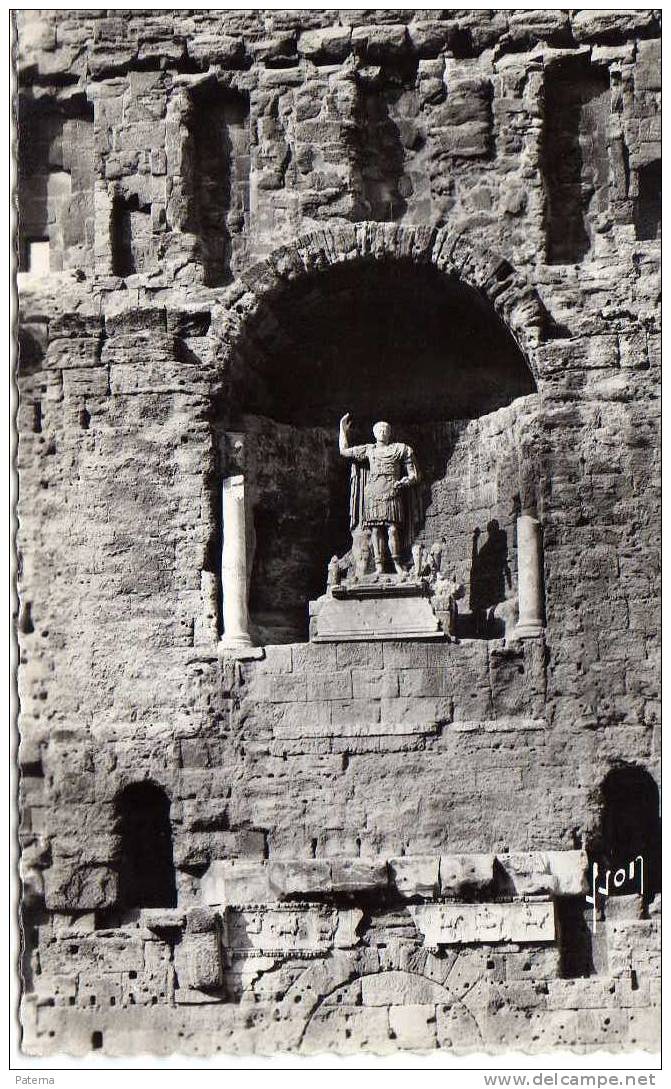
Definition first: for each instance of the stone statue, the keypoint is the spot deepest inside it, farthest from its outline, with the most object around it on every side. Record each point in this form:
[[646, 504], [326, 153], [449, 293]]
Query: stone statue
[[333, 573], [382, 497]]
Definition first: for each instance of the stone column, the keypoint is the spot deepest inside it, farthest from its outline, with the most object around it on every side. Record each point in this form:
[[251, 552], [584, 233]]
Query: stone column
[[234, 565], [529, 578]]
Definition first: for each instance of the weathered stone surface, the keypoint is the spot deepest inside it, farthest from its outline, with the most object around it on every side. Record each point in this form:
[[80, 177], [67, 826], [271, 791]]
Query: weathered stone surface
[[233, 225], [464, 924]]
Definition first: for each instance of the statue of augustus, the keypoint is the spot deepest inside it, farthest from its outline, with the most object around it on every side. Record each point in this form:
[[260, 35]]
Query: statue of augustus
[[382, 497]]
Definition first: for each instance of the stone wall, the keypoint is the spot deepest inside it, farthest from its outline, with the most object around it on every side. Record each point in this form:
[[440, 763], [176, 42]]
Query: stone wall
[[448, 218]]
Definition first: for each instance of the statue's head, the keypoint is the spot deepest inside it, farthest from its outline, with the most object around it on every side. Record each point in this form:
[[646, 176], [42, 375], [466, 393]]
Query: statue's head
[[381, 431]]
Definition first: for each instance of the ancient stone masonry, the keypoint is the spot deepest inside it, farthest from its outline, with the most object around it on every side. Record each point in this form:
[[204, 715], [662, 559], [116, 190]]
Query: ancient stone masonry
[[290, 779]]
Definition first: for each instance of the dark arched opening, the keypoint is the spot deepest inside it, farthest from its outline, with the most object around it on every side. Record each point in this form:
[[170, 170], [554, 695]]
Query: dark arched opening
[[631, 827], [146, 869], [382, 339]]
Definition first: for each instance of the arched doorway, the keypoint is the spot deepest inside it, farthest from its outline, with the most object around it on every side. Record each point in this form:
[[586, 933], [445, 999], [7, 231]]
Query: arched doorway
[[146, 869], [381, 323], [631, 826], [402, 1007]]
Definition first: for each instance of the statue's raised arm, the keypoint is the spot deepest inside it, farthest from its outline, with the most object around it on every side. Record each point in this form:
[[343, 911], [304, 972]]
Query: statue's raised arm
[[343, 438]]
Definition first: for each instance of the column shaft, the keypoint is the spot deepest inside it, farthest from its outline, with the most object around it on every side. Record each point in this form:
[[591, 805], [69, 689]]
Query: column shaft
[[529, 577], [234, 564]]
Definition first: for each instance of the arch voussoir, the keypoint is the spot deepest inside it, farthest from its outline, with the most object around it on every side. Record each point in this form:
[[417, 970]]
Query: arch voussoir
[[490, 273]]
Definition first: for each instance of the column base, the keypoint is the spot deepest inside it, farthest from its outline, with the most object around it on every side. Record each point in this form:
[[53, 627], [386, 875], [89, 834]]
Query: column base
[[239, 646]]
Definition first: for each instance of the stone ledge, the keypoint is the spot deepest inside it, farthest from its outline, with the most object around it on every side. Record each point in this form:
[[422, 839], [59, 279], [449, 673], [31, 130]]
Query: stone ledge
[[549, 873]]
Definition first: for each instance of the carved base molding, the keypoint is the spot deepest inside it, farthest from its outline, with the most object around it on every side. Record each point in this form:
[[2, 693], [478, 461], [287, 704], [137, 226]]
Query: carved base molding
[[375, 611]]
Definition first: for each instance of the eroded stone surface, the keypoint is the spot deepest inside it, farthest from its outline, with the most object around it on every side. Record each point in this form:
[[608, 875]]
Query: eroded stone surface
[[255, 221]]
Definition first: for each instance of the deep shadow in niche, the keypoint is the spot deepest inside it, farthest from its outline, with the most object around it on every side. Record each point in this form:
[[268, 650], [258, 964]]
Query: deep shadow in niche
[[217, 174], [146, 869], [574, 160], [490, 579], [631, 826], [382, 340], [648, 202]]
★ ★ ★
*Try it*
Return every line of the records exactly as given, pictures excluded.

*Written response*
Definition first: for each instance of the stone statue, the keypoint is the spot deepest inside it, farthest from its outline, with the most object around it on every side. Record each point in this form:
[[646, 504], [326, 153], [449, 293]]
Query: stone statue
[[333, 573], [382, 497]]
Definition first: for each instance of the stone column, the keypoint is the spot deepest inside it, farthest from its outline, with the most object around it on every side. Record each point in this form:
[[251, 552], [584, 233]]
Query: stone column
[[234, 565], [529, 578]]
Definition first: for each instance of the weathered stone surface, the keypoint is the spot deepest inside it, farthest from its outline, with the most object around it on every side. Record each point in this form:
[[80, 177], [67, 826], [271, 791]]
Query: weathered stone surface
[[233, 225], [464, 924]]
Definition first: for each instance of the statue of augustus, the keypoint is the spot deepest inside it, farthest from its outline, with the most object around it on every side. Record each point in this form:
[[260, 35]]
Query: statue of augustus
[[382, 497]]
Definition first: for each instance of the stone wall, the keypoint is the spot deepest inside it, farthest from its outline, with the most object around it on every side. Record each point in this form:
[[440, 763], [176, 42]]
Query: stone wall
[[448, 218]]
Definition first: for each instance of the statue's head, the keypoint is the spot deepest inside it, farthest from its outline, with the most object around it on every side. Record each point in this form:
[[646, 176], [42, 375], [466, 393]]
Query: statue's head
[[381, 431]]
Definition first: for each instance of the ancient stone masonry, the keypoint is the spot deepest inside it, farthest from its outline, with the most object around it on every side. Record each point in this form:
[[204, 715], [662, 559], [116, 190]]
Query: ancient stone masonry
[[290, 779]]
Definition first: for each instance of the dark arched opening, the keypoint is the spot deepest inside it, farthest from its outline, with the most object around it on every side. Record each point in this form:
[[170, 170], [554, 695]]
Query: dark arched opening
[[631, 827], [146, 869], [382, 339]]
Definition first: for each instance of the arched doorway, the keypoint is the spot deepest inside it, farthest from its outline, with the most object around it on every side. Record each point in this form:
[[586, 933], [445, 999], [7, 231]]
Query: arched doorway
[[146, 869], [381, 323], [631, 826], [402, 1007]]
Definition first: for each instance of the statue's raised arm, the keypoint is the spot deepest inside it, farthest from its outline, with the most object around it on every side. Record each point in this form:
[[343, 911], [304, 972]]
Query: statue's raised arm
[[343, 438]]
Definition first: for each instance of the column shaft, the keypoint is the spot deepest inside it, farthest from its outline, with the most object around it on every side. Record each point in this form:
[[591, 805], [69, 689]]
Query: column shaft
[[529, 577], [234, 564]]
Definition first: for each instance of the arch voussoir, the keypoint is the spot deepest inside it, farthest from its outline, with the most object around it on every side. Record each point in this form:
[[417, 970]]
Query: arch voussoir
[[490, 273]]
Definition first: for each instance of the column base, the keypoint is the spot deepest inside it, farthest from its outline, with the most object around it on every side. Record each point in this form:
[[53, 627], [386, 875], [89, 834]]
Query: column base
[[239, 646]]
Definition first: for each instance of the stone ledge, the keypoint is the spot deepest inside it, farthest from its outline, with the most object around it on every side. Record each point in this form:
[[422, 839], [59, 279], [449, 673], [31, 130]]
Query: stone ledge
[[549, 873]]
Definition first: for each instance of the carved base molding, the keypoint is the spot deepest inside it, farthest from its outline, with the most object around it on every side. Record each point in this form:
[[2, 693], [478, 461], [287, 704], [137, 226]]
Query: carved base molding
[[375, 611]]
Definition first: for each instance of the eroded stone surface, the keypoint is the spot deepest inside it, farthest from its outline, with the most object around it on every side. Record each point in this form:
[[608, 875]]
Query: eroded stone surface
[[255, 221]]
Definition first: for each instance of the deep shadow in niche, the keypoint is the spot deepest inside it, farthest from its outline, with the most object around it on every side. Record each point in this form:
[[268, 650], [258, 964]]
Query: deep shadow in niche
[[217, 174], [146, 869], [574, 160], [490, 579], [631, 826], [382, 340], [648, 202]]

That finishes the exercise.